[SECCIÓN DEL DOCUMENTO]
----------------------------------------

El ecoalarmismo está de moda, aunque no es una novela reciente. La cuestión es si se trata de una epopeya heroica basada en hechos comprobables o una especie de mitología moderna. En el foco de la discusión se encuentra la creencia predominante de que vivimos los días más calurosos de la historia, alimentada por una oleada de informes sensacionalistas y discursos climáticos cada vez más apocalípticos. ¿Es verdaderamente tan abrasadora la realidad o estamos más bien ante un mirage causado por un sol políticamente interesado?
Si uno enciende el televisor o abre un periódico, se encontrará con la repetida afirmación de que el cambio climático nos ha llevado a un punto de no retorno. Sin embargo, esta retórica catastrofista carece de un respaldo científico robusto. Los datos sobre los que se basan estas afirmaciones son, en el mejor de los casos, engañosos y, en el peor, profundamente defectuosos.
Las voces críticas, en su intento de desmontar la histeria climática, han expuesto una serie de problemas clave. Como ejemplo, muchos apuntan a la falta de datos confiables, evidenciando la escasa solidez de las afirmaciones de que la temperatura media global de la semana pasada fue la más alta registrada en la historia. Los informes citaban una temperatura media global de 62,6º Fahrenheit, un dato basado en un reanalizador climático de la Universidad de Maine. Sin embargo, otras fuentes, como temperature.global, estimaban una temperatura bastante más moderada de 57,5º Fahrenheit.
El periodista Steve Milloy, en un artículo publicado en The Wall Street Journal, critica la misma noción de «temperatura media mundial», arguyendo que es más un concepto político que científico. Añade que la Tierra y su atmósfera son inmensamente diversas, y ningún lugar es «significativamente medio». Más aún, Milloy cuestiona la fiabilidad de los datos pre-satélite, que constituyen la base de muchos informes de temperatura.

----------------------------------------

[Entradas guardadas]
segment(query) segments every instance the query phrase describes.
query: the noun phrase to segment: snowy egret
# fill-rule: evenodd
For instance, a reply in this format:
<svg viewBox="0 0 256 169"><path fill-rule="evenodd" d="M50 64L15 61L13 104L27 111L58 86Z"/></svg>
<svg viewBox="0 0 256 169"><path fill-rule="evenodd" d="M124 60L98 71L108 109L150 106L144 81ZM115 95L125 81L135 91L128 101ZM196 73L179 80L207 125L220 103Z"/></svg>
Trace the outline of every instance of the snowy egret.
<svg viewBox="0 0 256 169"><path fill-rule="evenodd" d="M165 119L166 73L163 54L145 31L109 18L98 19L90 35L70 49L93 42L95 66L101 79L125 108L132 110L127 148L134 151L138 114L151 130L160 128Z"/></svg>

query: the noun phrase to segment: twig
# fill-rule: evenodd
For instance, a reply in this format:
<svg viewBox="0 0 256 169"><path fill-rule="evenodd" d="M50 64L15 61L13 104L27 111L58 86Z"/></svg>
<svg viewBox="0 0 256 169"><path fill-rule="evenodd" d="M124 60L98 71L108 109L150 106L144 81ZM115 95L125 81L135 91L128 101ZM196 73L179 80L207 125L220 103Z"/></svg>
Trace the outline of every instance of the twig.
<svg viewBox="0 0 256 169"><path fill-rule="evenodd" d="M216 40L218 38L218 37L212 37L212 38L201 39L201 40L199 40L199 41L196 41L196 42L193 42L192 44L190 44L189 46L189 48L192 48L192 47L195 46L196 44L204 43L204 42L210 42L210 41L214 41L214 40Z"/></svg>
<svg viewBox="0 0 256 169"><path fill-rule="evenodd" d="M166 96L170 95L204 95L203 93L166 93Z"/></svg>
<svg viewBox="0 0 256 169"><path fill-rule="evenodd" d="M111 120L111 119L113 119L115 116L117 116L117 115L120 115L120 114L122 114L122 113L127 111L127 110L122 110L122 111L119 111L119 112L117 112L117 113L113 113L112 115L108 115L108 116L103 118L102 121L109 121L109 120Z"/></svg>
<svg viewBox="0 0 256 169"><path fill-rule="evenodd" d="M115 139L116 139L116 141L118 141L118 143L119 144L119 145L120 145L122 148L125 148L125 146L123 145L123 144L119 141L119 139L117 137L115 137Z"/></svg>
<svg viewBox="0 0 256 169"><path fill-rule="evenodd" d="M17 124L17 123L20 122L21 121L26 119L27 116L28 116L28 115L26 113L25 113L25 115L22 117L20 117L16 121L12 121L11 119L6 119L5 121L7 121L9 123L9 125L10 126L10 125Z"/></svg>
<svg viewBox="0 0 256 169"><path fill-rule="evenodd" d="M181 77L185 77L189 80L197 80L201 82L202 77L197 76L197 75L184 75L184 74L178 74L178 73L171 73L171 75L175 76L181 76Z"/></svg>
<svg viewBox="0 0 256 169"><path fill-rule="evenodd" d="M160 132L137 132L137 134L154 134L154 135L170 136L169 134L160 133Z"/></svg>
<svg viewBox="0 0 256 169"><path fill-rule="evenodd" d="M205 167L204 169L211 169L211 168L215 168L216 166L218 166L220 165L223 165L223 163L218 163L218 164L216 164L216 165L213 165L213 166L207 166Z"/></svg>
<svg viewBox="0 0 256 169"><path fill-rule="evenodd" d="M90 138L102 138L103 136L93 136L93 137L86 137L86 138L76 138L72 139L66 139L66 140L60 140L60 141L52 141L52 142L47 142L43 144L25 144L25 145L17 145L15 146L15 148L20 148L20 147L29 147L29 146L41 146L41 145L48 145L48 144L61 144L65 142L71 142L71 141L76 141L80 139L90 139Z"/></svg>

----------------------------------------

[QUÉ HACER] Extrae del texto sobre el ecoalarmismo el pasaje que empieza con "El periodista Steve" y sigue hasta "informes de temperatura.", copiado sin cambios.

[SOLUCIÓN DEL EJERCICIO]
El periodista Steve Milloy, en un artículo publicado en The Wall Street Journal, critica la misma noción de «temperatura media mundial», arguyendo que es más un concepto político que científico. Añade que la Tierra y su atmósfera son inmensamente diversas, y ningún lugar es «significativamente medio». Más aún, Milloy cuestiona la fiabilidad de los datos pre-satélite, que constituyen la base de muchos informes de temperatura.